# TO-DO LIST
(1) In the MBTI test thread, which type did compulsiverambler get from the test?
(2) Pick up the MBTI test thread at its last line and continue it.

# TEXT EXCERPT
============
# Word Choice MBTI Test



## mistakenforstranger (Nov 11, 2012)

Interesting MBTI test. You choose words that best describe you. Post your result, and see if it's accurate for you.

[video]http://youtopiaproject.com/youtopia-16-assessment/[/video]


----------



## 318138 (Oct 1, 2015)

Got ENFP... interesting. While I'm definitely an introvert I quite like the format of this test. I like the fact that it's different to other tests where you rank yourself according to a statement. I would say it's pretty accurate.


----------



## compulsiverambler (Jan 7, 2010)

I got INFJ. That is one of the types I think I'm most likely to be if I'm mistyped. But INTP seems to fit extremely well, not just according to me but according to people who know me well, and I think other people are more likely to type you correctly than you are yourself. So I doubt that's the case. This system seems to be based on stereotypes about what each type is like rather than the underlying theory, and factors including gender will make the stereotypes unreliable.


----------



## Despotic Nepotist (Mar 1, 2014)

I got INTJ


----------



## mistakenforstranger (Nov 11, 2012)

Just to add my result, I typed as INFJ.


----------



## DOGSOUP (Jan 29, 2016)

I got INFP. Which makes me a whale. And a martyr.
Martyrous whale. 
Watch out.


----------



## Hassan Ashas (Apr 1, 2016)
============
# SUPPLIED MATERIAL
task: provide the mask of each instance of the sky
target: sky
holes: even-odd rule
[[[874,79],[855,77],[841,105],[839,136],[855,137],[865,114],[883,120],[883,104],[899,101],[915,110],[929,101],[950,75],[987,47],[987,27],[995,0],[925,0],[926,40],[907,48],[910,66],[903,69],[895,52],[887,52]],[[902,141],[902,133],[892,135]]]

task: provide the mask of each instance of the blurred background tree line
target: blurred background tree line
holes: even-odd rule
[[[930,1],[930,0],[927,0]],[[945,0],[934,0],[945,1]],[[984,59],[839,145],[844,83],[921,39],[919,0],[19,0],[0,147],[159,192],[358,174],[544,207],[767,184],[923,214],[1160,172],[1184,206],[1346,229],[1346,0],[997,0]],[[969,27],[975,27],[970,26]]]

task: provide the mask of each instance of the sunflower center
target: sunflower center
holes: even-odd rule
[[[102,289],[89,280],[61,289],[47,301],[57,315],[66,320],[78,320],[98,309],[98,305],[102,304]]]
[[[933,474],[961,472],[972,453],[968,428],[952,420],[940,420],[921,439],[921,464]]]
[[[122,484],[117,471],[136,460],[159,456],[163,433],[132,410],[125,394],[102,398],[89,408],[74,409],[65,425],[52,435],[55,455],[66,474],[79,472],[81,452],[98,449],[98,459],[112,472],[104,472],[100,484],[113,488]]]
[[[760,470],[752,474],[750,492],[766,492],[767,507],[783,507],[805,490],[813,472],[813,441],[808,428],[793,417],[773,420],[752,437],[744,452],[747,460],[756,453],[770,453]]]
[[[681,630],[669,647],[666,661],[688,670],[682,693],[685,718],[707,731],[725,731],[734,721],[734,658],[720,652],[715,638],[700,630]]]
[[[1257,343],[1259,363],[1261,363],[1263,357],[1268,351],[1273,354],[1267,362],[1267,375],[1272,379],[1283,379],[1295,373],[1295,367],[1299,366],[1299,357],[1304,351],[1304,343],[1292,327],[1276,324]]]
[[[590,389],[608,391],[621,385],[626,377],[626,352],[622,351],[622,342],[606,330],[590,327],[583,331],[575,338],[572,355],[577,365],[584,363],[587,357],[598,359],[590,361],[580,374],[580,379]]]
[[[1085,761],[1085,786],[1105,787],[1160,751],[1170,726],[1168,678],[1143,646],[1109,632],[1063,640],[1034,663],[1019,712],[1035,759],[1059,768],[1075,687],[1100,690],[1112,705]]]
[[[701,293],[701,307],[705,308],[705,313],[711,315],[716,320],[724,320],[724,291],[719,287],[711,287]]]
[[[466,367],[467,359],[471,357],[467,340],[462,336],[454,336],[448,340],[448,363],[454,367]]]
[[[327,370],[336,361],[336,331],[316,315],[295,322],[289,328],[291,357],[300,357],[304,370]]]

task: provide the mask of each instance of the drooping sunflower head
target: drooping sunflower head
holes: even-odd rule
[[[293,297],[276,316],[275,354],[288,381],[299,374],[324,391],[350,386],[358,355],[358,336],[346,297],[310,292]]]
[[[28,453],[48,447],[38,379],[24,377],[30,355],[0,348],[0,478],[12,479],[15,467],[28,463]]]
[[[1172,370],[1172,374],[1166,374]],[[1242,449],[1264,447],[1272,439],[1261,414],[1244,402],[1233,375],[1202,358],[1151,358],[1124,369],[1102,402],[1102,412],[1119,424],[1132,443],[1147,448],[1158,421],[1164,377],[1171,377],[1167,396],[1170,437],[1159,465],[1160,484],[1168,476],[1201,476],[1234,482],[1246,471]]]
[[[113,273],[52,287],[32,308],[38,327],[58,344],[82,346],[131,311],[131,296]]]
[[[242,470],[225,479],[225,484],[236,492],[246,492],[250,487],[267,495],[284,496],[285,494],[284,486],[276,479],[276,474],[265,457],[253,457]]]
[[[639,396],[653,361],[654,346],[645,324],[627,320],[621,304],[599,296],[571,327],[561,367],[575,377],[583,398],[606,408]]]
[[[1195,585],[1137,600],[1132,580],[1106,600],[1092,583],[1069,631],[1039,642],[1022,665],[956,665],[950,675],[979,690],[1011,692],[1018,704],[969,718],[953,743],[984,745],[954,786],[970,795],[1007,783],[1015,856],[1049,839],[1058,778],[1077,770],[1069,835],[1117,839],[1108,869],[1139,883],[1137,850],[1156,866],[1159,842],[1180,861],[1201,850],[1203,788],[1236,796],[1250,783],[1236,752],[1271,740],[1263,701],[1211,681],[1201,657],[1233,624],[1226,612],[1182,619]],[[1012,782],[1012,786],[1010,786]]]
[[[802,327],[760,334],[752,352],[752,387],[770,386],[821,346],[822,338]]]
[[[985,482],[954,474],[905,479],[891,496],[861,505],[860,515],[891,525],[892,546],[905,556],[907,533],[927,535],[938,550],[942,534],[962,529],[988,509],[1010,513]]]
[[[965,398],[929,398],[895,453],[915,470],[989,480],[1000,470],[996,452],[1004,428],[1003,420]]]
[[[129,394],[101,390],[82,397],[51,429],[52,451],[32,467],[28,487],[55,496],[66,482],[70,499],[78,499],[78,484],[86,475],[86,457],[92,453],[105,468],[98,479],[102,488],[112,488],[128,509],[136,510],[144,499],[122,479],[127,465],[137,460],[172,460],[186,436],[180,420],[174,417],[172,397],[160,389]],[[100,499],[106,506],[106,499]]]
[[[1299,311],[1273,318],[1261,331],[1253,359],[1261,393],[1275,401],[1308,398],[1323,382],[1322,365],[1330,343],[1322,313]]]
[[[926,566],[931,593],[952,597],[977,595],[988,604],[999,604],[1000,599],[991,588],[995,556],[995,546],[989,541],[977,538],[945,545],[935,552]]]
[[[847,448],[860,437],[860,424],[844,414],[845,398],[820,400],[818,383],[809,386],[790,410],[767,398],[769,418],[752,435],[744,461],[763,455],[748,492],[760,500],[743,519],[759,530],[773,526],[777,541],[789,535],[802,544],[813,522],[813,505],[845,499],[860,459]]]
============
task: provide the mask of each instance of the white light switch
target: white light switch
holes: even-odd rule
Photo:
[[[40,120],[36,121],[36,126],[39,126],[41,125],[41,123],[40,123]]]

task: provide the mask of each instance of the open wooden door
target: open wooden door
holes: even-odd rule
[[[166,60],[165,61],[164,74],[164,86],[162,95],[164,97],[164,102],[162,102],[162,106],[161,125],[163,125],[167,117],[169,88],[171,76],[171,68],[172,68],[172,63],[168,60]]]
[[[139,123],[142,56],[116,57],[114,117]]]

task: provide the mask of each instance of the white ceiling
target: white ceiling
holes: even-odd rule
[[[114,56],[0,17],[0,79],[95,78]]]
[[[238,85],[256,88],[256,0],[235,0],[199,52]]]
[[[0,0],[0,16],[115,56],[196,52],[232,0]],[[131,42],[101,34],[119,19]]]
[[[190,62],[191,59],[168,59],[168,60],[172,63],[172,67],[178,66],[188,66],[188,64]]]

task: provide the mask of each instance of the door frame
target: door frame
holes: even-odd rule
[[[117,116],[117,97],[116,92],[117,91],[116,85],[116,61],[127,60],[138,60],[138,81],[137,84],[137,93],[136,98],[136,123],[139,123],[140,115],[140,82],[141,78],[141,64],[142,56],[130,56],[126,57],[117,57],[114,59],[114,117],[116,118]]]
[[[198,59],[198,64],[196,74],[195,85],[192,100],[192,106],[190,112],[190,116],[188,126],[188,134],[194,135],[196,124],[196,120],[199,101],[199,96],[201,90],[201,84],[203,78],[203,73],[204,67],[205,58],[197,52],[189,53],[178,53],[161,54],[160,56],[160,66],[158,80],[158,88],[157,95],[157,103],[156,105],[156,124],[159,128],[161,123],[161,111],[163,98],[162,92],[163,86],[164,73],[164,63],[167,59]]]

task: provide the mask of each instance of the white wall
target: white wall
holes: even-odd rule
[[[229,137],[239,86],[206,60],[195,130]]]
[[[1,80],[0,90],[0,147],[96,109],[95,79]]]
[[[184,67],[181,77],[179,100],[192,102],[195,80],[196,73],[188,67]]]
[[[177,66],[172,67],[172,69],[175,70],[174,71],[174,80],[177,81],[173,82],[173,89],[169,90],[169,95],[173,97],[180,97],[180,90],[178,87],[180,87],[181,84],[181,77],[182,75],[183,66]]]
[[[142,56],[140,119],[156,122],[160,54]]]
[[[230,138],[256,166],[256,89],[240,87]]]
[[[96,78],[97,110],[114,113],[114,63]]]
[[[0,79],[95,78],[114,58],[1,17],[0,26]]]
============
# TASK-BY-TASK OUTPUTS
(1) INFJ

(2)
Got ENFJ, hmm..


----------



## Yukeetah (Jun 9, 2015)

Interesting, I got ENFJ. Hehe, I guess my Fe can be quite obvious at times ^^
Nonetheless, I love these kind of tests.


----------



## SilverKelpie (Mar 9, 2015)

I got INTJ. Close.

I would like to have seen what they said about INTP, because their portrayal of INTJ was entertainingly ridiculous.


----------



## Umbraphage (Mar 22, 2016)

Well, I tested as an ENTJ and a Killer Whale. I'm not surprised at all, since my friends have commented that my behavior resembles more of an ENTJ. It's one of those types I would often get mistyped as.

The profile's incredibly amusing, and I can relate to certain aspects of it though the description is a bit over-the-top ridiculous. Though, I wonder about the INTJ. Is the INTJ the Spider? Since the INTP is obviously the theoretical Owl and the ENTP is the innovative Chimpanzee.


----------



## Umbraphage (Mar 22, 2016)

SilverKelpie said:


> I got INTJ. Close.
> 
> I would like to have seen what they said about INTP, because their portrayal of INTJ was entertainingly ridiculous.


How ridiculous was it? I got ENTJ on the test so I don't know the INTJ profile.


----------



## The CW (Mar 23, 2016)

I got ENFP =D


----------



## SilverKelpie (Mar 9, 2015)

Umbraphage said:


> How ridiculous was it? I got ENTJ on the test so I don't know the INTJ profile.


It had a picture of a spider and the following graphic about being a super villain: http://youtopia.land/wp-content/uploads/2015/06/HF_Sociopaths_The-Supervillian.png

Way over the top.

Which means that I can find mine, and...well, ouch, haha.


----------



## RoeDuif (Apr 7, 2016)

I got INTP, quite striking if I might add.


----------



## vhsmachado (Sep 25, 2012)

Got INTP. Usually get ISTP, and i see myself more as an ISTP, but sometimes i get INTP like in this case, its almost 50/50 N and S. in all quiz that i take.


----------



## Gurpy (Aug 8, 2014)

Congratulations, you belong to the Fox (ESTP) tribe!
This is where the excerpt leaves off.